What is needed ->
Write out, without any change, the lines in the material below that run from the line with "Target: arched entryway" through the line with "Target: red gate", both included.
- - -
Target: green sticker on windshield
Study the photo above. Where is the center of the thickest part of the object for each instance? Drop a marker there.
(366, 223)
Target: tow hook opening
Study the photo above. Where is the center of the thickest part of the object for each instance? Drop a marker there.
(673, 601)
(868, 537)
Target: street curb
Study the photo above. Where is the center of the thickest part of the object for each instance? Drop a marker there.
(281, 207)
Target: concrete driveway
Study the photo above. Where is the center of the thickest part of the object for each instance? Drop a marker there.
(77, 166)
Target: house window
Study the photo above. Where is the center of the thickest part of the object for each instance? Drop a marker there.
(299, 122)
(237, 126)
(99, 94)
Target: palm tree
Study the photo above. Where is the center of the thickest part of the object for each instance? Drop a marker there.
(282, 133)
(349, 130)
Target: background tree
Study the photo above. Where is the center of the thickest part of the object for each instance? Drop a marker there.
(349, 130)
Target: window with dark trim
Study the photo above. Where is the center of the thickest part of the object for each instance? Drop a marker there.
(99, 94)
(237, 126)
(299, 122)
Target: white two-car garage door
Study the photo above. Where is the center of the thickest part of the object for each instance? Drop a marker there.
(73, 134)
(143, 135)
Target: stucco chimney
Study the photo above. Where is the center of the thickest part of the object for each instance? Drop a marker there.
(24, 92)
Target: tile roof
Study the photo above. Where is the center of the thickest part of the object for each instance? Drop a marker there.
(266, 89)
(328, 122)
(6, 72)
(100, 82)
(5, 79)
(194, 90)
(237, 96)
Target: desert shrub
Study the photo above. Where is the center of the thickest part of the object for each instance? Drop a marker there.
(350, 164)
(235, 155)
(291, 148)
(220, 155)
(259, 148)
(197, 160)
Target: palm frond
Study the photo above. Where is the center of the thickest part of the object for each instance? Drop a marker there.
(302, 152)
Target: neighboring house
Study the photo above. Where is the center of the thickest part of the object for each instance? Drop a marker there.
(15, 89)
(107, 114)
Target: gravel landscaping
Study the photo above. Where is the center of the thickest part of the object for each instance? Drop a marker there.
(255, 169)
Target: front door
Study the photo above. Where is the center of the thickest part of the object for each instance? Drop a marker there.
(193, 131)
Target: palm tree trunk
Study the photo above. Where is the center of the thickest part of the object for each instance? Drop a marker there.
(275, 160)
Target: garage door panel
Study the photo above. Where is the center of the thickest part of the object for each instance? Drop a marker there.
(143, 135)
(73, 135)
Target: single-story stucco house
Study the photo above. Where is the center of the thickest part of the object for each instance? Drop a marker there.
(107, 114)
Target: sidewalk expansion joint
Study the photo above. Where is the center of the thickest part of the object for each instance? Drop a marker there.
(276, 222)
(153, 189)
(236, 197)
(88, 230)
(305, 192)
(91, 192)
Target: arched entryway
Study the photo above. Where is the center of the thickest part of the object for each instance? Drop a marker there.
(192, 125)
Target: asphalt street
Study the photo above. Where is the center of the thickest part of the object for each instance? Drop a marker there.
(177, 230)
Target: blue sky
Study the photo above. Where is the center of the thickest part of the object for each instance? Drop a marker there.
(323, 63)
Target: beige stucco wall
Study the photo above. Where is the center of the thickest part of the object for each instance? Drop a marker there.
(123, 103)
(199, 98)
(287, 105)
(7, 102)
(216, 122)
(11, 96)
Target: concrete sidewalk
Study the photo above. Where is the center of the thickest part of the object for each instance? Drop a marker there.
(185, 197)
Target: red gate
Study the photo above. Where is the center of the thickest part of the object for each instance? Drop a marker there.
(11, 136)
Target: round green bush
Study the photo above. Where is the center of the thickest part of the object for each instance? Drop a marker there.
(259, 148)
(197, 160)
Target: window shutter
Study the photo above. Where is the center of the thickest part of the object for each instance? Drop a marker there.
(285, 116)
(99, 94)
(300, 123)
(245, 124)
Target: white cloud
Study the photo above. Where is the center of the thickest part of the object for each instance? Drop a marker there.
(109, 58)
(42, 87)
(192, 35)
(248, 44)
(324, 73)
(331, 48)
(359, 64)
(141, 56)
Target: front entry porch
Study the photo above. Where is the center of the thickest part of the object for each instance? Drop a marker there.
- - -
Task output ->
Target: arched entryway
Study the photo above. Where is the center of the thickest part of the object for each instance? Drop a marker there.
(192, 125)
Target: asphalt street
Study the photo above. Where is the center of the thickest part of the object for each instance? Drop a marker there.
(177, 230)
Target: blue sky
Study the photo above. Where is the center of the thickest part of the object for each instance? Drop a marker there.
(323, 63)
Target: beige stucco wall
Study the photo above. Where is the center of the thickest part of the object for each instance? Drop a marker there.
(123, 103)
(199, 98)
(287, 105)
(7, 102)
(216, 122)
(11, 96)
Target: concrete sidewalk
Study the photo above. Where is the center of the thickest part of the object for each instance? Drop a marker there.
(185, 197)
Target: red gate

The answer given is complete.